> Stored data

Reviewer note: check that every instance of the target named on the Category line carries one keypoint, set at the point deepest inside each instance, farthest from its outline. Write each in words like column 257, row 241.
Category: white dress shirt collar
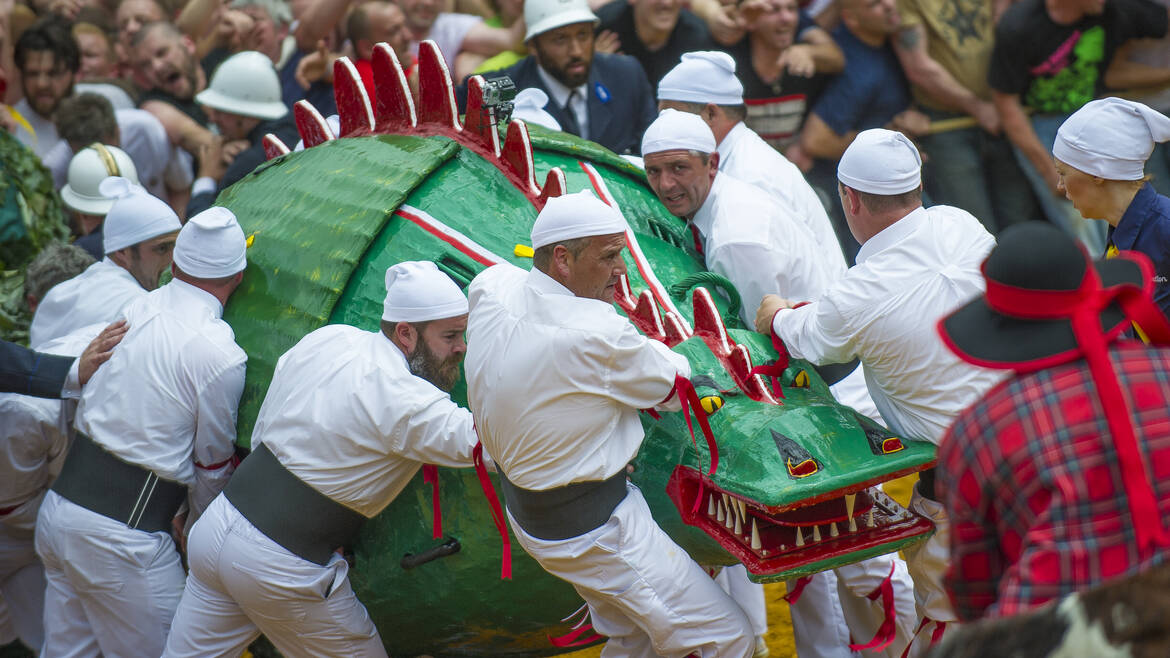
column 893, row 234
column 546, row 285
column 198, row 295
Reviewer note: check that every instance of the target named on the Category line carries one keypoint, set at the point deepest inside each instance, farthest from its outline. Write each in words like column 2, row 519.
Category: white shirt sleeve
column 215, row 436
column 816, row 331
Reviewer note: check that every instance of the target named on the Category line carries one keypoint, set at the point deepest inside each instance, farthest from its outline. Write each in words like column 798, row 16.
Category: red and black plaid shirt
column 1033, row 489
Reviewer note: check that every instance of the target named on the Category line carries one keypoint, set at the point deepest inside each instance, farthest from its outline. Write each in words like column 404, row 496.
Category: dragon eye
column 800, row 381
column 710, row 404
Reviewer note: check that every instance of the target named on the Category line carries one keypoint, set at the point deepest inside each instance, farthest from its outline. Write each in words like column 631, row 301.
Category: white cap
column 706, row 76
column 417, row 290
column 529, row 107
column 135, row 216
column 542, row 15
column 246, row 84
column 881, row 162
column 575, row 216
column 87, row 170
column 211, row 245
column 675, row 130
column 1110, row 138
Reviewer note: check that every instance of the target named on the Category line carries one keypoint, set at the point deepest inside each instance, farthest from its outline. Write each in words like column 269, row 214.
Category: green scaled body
column 411, row 183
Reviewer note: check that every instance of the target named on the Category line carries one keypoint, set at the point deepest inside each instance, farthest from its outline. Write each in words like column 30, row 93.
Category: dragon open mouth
column 791, row 541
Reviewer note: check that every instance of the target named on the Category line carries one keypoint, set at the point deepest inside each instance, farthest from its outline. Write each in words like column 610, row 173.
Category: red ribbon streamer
column 887, row 632
column 1084, row 308
column 497, row 513
column 431, row 474
column 797, row 590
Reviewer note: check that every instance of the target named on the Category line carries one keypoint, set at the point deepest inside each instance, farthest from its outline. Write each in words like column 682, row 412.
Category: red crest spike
column 675, row 333
column 436, row 94
column 476, row 124
column 553, row 186
column 517, row 155
column 312, row 127
column 709, row 323
column 274, row 148
column 623, row 296
column 352, row 101
column 754, row 385
column 393, row 103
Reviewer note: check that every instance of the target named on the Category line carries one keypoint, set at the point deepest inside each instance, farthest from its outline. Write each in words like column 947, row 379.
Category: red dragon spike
column 623, row 296
column 553, row 186
column 675, row 333
column 709, row 323
column 393, row 103
column 517, row 156
column 352, row 101
column 312, row 127
column 647, row 319
column 274, row 148
column 436, row 94
column 476, row 124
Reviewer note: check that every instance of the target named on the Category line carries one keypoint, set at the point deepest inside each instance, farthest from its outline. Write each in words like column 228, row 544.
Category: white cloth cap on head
column 135, row 216
column 211, row 245
column 417, row 290
column 529, row 107
column 1110, row 138
column 881, row 162
column 706, row 76
column 674, row 130
column 575, row 216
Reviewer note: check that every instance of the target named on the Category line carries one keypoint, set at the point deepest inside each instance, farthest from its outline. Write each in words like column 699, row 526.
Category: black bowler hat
column 1039, row 280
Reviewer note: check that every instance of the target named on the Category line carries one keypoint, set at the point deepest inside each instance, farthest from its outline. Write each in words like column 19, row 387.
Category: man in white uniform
column 555, row 379
column 348, row 420
column 915, row 265
column 704, row 83
column 138, row 238
column 155, row 429
column 34, row 437
column 744, row 235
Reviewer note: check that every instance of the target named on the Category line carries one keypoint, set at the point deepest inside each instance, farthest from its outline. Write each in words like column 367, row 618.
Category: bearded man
column 348, row 420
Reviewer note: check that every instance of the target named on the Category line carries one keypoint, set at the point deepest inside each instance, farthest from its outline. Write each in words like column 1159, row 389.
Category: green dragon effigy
column 786, row 489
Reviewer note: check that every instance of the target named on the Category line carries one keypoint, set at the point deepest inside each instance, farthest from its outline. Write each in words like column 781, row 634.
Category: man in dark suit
column 600, row 97
column 50, row 376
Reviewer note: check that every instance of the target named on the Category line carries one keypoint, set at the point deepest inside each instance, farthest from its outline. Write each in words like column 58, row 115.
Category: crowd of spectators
column 981, row 84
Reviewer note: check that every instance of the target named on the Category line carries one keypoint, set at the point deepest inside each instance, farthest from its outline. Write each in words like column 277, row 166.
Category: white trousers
column 928, row 563
column 242, row 583
column 111, row 590
column 644, row 591
column 21, row 585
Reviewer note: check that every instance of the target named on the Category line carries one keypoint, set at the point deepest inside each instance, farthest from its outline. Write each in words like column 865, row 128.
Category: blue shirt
column 1146, row 228
column 868, row 93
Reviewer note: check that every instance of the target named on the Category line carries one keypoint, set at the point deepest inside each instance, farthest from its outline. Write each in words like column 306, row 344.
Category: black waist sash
column 100, row 481
column 289, row 512
column 564, row 512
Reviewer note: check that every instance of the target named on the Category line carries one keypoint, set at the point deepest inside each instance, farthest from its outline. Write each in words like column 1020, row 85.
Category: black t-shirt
column 1057, row 68
column 689, row 34
column 777, row 109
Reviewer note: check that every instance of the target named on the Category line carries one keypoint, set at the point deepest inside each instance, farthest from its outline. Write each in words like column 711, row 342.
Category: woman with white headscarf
column 1100, row 155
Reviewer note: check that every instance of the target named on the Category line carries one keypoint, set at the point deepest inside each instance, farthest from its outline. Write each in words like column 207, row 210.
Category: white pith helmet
column 246, row 84
column 87, row 170
column 542, row 15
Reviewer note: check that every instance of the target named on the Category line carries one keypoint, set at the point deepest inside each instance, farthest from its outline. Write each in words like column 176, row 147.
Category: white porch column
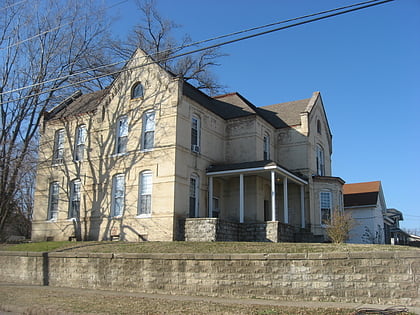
column 211, row 196
column 285, row 201
column 302, row 206
column 241, row 198
column 273, row 196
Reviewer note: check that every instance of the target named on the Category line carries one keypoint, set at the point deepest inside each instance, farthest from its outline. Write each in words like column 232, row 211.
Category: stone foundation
column 214, row 229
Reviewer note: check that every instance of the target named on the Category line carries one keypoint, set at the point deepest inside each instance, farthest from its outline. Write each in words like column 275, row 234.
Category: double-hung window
column 58, row 152
column 320, row 161
column 266, row 146
column 195, row 134
column 325, row 202
column 74, row 206
column 145, row 194
column 79, row 147
column 122, row 135
column 118, row 195
column 194, row 196
column 148, row 132
column 53, row 201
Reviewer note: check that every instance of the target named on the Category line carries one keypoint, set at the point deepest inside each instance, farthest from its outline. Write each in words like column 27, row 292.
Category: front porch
column 218, row 230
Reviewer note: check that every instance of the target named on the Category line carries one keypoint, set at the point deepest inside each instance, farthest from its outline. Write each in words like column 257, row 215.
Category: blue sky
column 365, row 64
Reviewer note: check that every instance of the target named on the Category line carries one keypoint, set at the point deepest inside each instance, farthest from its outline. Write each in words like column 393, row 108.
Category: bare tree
column 155, row 36
column 45, row 49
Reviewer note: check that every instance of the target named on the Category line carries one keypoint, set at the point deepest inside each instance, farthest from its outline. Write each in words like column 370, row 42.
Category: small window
column 325, row 202
column 148, row 132
column 58, row 153
column 122, row 135
column 74, row 200
column 266, row 146
column 53, row 201
column 145, row 194
column 195, row 134
column 320, row 161
column 137, row 90
column 79, row 144
column 194, row 196
column 118, row 195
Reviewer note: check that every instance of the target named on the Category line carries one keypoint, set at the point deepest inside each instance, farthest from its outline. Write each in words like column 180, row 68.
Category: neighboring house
column 153, row 158
column 366, row 204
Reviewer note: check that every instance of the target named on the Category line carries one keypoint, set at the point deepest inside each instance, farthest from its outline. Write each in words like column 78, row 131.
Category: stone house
column 366, row 204
column 153, row 158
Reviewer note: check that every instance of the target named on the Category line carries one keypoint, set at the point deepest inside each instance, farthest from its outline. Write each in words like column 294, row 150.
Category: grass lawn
column 197, row 247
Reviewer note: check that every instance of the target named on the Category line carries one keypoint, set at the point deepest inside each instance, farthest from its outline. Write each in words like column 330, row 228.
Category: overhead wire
column 54, row 28
column 351, row 8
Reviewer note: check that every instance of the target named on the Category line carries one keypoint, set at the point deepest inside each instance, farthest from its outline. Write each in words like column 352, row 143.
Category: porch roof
column 253, row 167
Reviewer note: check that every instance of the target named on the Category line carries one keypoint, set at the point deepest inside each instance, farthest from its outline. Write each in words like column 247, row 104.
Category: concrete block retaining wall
column 376, row 278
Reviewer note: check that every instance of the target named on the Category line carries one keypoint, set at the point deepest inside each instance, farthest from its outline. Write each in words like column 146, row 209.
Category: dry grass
column 198, row 247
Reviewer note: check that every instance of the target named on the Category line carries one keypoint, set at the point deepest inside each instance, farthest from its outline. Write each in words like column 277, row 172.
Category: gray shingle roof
column 77, row 105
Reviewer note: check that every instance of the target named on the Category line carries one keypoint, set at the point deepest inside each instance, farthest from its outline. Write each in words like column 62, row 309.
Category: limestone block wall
column 365, row 277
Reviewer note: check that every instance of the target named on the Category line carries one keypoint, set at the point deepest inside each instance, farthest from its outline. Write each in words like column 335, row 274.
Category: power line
column 190, row 45
column 54, row 28
column 368, row 4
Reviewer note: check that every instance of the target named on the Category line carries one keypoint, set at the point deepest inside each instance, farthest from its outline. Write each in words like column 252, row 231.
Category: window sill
column 143, row 216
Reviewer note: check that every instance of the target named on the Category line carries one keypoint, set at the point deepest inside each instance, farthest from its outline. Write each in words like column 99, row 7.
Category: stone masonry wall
column 367, row 277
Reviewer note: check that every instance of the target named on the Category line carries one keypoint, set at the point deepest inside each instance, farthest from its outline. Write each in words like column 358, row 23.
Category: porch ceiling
column 254, row 167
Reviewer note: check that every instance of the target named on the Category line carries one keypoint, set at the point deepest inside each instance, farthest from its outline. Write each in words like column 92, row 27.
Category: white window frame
column 324, row 198
column 148, row 130
column 79, row 143
column 135, row 90
column 58, row 150
column 75, row 199
column 145, row 190
column 266, row 149
column 320, row 161
column 118, row 195
column 194, row 196
column 195, row 134
column 121, row 135
column 53, row 200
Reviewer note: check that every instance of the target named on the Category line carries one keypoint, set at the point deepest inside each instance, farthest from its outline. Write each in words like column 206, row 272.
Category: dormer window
column 266, row 146
column 137, row 90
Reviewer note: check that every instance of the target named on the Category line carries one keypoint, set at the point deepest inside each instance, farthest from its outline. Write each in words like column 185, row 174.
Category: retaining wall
column 375, row 278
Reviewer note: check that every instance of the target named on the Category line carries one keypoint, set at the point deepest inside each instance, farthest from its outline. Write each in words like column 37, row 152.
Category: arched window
column 79, row 143
column 148, row 130
column 137, row 90
column 145, row 194
column 266, row 146
column 320, row 161
column 194, row 195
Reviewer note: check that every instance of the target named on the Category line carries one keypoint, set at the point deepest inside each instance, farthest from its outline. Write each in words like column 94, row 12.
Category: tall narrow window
column 266, row 147
column 118, row 195
column 53, row 201
column 194, row 196
column 325, row 201
column 195, row 134
column 145, row 193
column 79, row 144
column 122, row 135
column 137, row 90
column 148, row 133
column 320, row 161
column 58, row 153
column 74, row 206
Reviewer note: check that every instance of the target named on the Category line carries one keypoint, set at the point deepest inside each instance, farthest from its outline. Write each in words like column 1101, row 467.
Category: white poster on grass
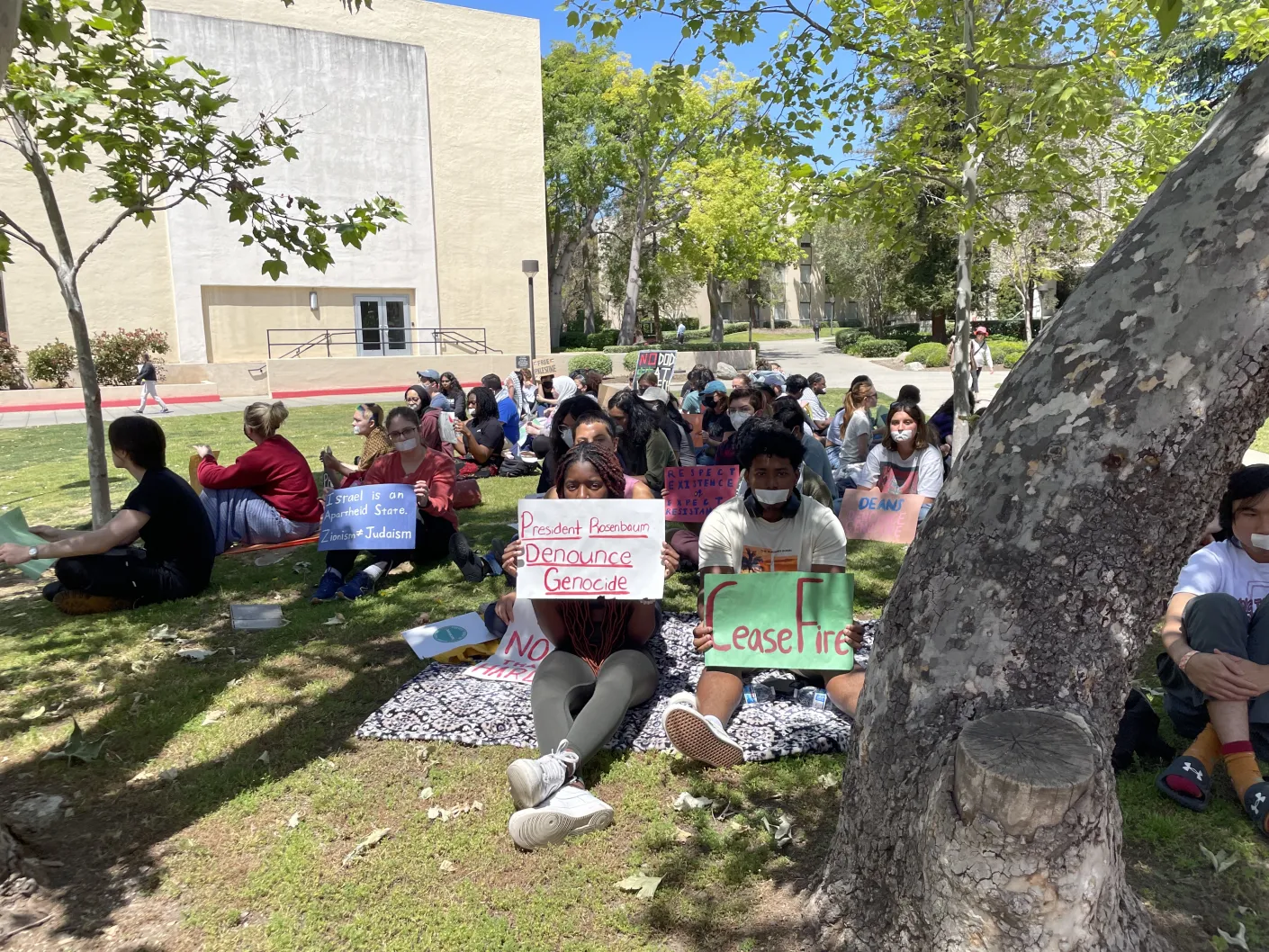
column 591, row 549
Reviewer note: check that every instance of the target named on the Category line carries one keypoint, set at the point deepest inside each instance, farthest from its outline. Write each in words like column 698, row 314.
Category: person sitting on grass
column 430, row 475
column 482, row 438
column 268, row 494
column 581, row 691
column 904, row 463
column 102, row 570
column 770, row 528
column 1215, row 670
column 368, row 424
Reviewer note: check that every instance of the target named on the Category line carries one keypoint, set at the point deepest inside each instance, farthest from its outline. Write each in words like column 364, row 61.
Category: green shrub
column 591, row 362
column 932, row 355
column 117, row 355
column 1006, row 353
column 52, row 364
column 10, row 365
column 872, row 346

> Problem statement
Convert everything in the listing above, from the line containing "19, row 387." down to the line containing "column 744, row 235", both lines included, into a numbered list, leaving out any blank lines.

> Written response
1. Reviewer note: check that every instance of the target named on the Category line carries one keypoint, set at the point deepest inside each instance, farthest from its outline. Write each in words like column 19, row 387.
2. Category: man in white uniform
3. column 555, row 379
4. column 348, row 420
5. column 915, row 265
6. column 704, row 83
7. column 138, row 238
8. column 155, row 429
9. column 34, row 437
10. column 744, row 235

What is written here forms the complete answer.